(Цель задания) Укажите, сколько строк в записях содержат слово «wooden». Ответ дайте одним числом.

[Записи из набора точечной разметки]
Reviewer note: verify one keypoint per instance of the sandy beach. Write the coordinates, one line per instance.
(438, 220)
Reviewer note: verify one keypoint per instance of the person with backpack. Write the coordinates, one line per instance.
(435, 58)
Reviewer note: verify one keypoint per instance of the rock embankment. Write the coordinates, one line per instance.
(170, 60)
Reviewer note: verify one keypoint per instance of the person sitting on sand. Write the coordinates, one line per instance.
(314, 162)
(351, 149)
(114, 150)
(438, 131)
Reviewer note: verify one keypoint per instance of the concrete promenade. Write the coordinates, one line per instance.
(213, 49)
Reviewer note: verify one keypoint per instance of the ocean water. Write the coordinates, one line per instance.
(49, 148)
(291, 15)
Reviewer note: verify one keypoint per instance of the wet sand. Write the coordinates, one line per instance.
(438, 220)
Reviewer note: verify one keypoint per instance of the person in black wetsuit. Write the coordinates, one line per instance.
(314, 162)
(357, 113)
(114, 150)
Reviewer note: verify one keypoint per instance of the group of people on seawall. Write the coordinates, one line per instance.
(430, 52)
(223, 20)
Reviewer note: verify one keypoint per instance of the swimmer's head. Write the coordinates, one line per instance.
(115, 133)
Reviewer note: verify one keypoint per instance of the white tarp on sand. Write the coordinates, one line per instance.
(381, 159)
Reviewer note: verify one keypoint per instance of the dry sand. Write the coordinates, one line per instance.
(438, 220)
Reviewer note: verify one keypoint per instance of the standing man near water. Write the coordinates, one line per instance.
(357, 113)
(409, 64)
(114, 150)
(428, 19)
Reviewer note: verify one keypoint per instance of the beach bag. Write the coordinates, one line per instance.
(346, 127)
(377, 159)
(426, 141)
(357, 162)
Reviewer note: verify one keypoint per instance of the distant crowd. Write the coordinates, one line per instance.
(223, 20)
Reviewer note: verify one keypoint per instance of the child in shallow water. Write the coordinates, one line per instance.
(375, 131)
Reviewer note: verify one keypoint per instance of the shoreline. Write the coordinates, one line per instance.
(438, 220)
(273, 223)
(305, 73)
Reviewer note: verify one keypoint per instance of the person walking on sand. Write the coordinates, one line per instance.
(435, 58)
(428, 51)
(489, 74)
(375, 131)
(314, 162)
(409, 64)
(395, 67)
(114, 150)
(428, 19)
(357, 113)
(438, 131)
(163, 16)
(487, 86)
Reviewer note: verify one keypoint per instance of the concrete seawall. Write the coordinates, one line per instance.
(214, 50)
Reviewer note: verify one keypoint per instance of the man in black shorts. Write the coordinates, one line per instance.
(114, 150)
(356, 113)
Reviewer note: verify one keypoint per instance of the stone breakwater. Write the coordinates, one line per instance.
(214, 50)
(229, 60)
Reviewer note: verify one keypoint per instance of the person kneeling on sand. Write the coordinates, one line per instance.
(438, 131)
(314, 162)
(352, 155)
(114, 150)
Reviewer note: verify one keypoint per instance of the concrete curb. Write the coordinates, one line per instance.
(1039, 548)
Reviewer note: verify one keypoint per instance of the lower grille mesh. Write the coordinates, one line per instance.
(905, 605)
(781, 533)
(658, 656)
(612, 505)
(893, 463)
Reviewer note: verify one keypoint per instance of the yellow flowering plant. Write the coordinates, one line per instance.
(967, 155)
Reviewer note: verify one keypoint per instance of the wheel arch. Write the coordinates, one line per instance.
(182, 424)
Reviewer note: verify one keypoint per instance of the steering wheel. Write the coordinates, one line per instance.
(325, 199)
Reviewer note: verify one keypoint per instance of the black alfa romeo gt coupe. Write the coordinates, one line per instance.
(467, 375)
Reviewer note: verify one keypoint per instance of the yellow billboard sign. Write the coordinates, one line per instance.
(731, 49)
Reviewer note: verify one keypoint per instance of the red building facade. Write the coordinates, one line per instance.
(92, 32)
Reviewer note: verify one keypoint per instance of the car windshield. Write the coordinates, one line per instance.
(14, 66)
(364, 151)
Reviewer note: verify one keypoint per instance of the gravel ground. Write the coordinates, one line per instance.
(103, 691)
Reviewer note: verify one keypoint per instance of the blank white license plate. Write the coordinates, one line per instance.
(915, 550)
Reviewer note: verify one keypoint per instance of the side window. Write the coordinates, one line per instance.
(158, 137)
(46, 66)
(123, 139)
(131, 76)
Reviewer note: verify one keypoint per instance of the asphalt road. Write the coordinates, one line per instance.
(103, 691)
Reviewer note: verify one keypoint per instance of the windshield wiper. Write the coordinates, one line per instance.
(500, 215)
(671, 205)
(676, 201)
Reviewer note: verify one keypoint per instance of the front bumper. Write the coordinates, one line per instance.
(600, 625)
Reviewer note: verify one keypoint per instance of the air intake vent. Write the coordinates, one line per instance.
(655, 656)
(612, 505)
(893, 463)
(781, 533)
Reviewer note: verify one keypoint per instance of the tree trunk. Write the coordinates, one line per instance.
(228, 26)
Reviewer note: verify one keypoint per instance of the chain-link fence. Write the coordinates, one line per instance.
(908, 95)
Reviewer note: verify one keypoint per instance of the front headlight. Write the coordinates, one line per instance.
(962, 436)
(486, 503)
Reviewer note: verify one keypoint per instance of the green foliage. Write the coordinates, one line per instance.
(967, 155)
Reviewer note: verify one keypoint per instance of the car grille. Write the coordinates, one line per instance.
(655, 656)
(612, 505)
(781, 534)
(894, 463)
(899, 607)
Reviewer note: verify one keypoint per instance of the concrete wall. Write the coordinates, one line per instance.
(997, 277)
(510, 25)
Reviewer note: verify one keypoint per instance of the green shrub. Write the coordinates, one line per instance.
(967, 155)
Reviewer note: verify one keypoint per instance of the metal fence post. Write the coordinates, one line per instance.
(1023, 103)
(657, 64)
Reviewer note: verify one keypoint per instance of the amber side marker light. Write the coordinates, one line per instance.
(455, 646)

* * *

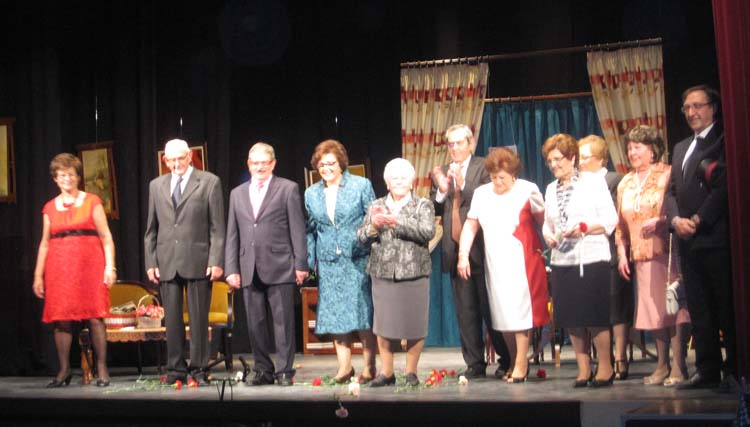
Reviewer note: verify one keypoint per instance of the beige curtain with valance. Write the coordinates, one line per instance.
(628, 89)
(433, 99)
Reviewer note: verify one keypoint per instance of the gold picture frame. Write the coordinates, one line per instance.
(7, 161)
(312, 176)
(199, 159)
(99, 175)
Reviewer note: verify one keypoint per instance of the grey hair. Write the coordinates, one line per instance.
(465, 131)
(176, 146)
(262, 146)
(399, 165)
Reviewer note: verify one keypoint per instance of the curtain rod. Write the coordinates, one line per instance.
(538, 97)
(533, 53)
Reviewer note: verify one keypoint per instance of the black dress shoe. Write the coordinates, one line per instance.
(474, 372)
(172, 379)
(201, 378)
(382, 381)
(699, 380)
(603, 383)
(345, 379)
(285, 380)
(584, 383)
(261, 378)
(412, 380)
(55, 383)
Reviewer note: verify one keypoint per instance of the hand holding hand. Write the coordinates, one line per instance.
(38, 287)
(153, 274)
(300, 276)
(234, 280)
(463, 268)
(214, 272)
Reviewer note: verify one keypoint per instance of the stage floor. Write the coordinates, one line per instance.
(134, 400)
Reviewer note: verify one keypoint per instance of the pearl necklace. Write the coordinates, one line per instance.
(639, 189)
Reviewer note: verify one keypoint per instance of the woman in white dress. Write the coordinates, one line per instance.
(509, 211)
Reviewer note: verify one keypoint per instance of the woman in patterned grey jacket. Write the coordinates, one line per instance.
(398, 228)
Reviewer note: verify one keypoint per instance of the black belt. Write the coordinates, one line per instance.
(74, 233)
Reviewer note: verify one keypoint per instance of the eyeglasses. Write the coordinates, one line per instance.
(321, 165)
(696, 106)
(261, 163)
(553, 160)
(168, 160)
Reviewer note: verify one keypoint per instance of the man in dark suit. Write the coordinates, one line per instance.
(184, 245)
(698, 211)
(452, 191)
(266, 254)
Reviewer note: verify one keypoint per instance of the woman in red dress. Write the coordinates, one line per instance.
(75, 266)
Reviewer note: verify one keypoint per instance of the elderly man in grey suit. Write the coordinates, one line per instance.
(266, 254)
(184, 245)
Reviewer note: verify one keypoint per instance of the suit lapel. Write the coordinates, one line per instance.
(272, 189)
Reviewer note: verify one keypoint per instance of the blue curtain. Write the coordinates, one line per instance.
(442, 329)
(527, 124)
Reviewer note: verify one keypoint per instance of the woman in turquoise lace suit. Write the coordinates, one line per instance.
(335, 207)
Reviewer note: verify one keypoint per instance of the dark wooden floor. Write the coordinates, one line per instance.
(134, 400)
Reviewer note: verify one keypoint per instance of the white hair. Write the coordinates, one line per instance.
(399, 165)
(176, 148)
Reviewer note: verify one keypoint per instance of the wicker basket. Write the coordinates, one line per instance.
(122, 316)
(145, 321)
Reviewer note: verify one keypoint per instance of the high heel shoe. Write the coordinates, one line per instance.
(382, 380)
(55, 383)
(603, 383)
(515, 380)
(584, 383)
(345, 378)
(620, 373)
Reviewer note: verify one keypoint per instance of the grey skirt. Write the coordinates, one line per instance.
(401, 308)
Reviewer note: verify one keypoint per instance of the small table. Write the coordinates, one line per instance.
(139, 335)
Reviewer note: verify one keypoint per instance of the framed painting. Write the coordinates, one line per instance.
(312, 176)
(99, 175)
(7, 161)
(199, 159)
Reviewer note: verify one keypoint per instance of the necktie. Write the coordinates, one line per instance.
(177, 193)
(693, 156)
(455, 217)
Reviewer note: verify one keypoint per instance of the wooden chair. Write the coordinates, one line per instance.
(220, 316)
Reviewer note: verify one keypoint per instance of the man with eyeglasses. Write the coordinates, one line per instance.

(Ответ ниже) 2